* _Istruzioni_:
• a. Secondo l'articolo sulle elezioni americane, ogni quanti anni viene eletta la Camera dei deputati?
• b. Aggiorna un tratto dell'articolo sulle elezioni americane: riscrivilo cominciando dal punto in cui compare "Fabrizio Tonello: Usa, la" e fermandoti dopo "di vite umane.", con "orgogliosi" al posto di "patriottici".

* _Testo da leggere_:
Fabrizio Tonello: Usa, la punizione del guerriero

10 Novembre 2006
Le elezioni del 7 novembre confermano una legge bronzea della politica negli Stati uniti: gli americani sono patriottici ma non amano le guerre prolungate. Nel lungo periodo troviamo una divergenza mai pienamente riconciliata tra orientamenti delle élite (espansioniste, cioè disposte a usare la forza militare per difendere i loro interessi nel mondo) e resto della popolazione, disposta a combattere solo in difesa di un attacco immediato. Convinti della intrinsica superiorità delle loro istituzioni, ‟volute da Dio”, gli americani sono poco propensi a ‟esportarle” all'estero, tanto più se questo implica sacrifici prolungati in termini di vite umane.
Le élite hanno sempre saputo ottenere un consenso di breve periodo verso le operazioni belliche, sfruttando il patriottismo popolare, ma questo consenso si è sempre dissolto se le operazioni militari si trascinano a lungo. Ne troviamo una conferma non solo nei risultati delle elezioni per la Camera dei deputati dell'altroieri, ma in tutte quelle avvenute durante le operazioni militari.
La Camera è l'unica istituzione americana ad essere eletta a suffragio elettorale diretto ogni due anni e, benché le elezioni siano influenzate da numerosi fattori quali l'appartenenza regionale, la personalità dei candidati e il fatto di svolgersi in un anno di elezioni presidenziali oppure no, si tratta pur sempre del miglior test per accertare il giudizio politico degli elettori sulla guerra in corso, o appena conclusa.
Tra il 1861 e il 1865, gli Stati uniti sprofondarono nella guerra di secessione, un conflitto con un incredibile numero di morti e feriti, in cui la popolazione civile fu pesantemente coinvolta e in cui tutte le risorse materiali e umane del paese furono impiegate. Come si sa, nel 1860 il repubblicano Lincoln era stato eletto approfittando della divisione dei democratici in un'ala sudista, il cui candidato fu John Breckenridge del Kentucky, e un'ala nordista guidata da Stephen Douglas. Lincoln raccolse solo il 40% del voto popolare ma il meccanismo del collegio elettorale gli garantì la vittoria, che fu seguita immediatamente dalla secessione del Sud e dallo scoppio della guerra.

* _Materiale fornito_:
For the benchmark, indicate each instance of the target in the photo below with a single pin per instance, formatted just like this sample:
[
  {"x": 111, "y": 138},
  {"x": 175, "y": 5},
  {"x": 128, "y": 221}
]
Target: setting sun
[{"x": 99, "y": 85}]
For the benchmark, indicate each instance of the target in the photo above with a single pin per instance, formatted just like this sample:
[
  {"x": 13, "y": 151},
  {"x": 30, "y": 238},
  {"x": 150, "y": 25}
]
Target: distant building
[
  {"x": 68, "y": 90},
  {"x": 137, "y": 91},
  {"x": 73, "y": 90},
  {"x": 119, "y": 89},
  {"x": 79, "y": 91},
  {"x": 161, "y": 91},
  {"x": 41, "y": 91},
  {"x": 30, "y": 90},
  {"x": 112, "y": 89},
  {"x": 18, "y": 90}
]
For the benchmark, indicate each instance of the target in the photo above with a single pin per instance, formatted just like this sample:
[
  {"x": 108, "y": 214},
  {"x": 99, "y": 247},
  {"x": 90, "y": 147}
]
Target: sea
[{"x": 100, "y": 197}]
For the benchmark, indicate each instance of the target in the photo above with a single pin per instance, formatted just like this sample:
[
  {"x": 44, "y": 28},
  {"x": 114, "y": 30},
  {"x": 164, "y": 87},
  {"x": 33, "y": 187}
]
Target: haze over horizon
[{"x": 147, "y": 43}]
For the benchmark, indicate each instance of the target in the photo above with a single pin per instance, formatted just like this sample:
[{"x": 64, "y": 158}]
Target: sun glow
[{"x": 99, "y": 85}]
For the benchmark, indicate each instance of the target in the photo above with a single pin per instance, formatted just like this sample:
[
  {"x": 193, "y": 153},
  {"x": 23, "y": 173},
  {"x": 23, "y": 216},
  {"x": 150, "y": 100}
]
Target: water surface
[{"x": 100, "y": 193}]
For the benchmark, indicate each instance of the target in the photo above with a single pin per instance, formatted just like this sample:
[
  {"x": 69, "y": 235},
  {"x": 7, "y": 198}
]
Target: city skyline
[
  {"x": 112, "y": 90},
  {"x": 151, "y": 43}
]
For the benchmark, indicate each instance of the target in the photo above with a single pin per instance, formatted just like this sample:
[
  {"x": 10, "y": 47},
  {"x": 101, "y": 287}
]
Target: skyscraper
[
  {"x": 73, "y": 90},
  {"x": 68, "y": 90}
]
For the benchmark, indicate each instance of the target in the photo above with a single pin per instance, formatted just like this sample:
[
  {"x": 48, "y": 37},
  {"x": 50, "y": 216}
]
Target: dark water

* _Soluzioni_:
• a. Ogni due anni.

• b.
Fabrizio Tonello: Usa, la punizione del guerriero

10 Novembre 2006
Le elezioni del 7 novembre confermano una legge bronzea della politica negli Stati uniti: gli americani sono orgogliosi ma non amano le guerre prolungate. Nel lungo periodo troviamo una divergenza mai pienamente riconciliata tra orientamenti delle élite (espansioniste, cioè disposte a usare la forza militare per difendere i loro interessi nel mondo) e resto della popolazione, disposta a combattere solo in difesa di un attacco immediato. Convinti della intrinsica superiorità delle loro istituzioni, ‟volute da Dio”, gli americani sono poco propensi a ‟esportarle” all'estero, tanto più se questo implica sacrifici prolungati in termini di vite umane.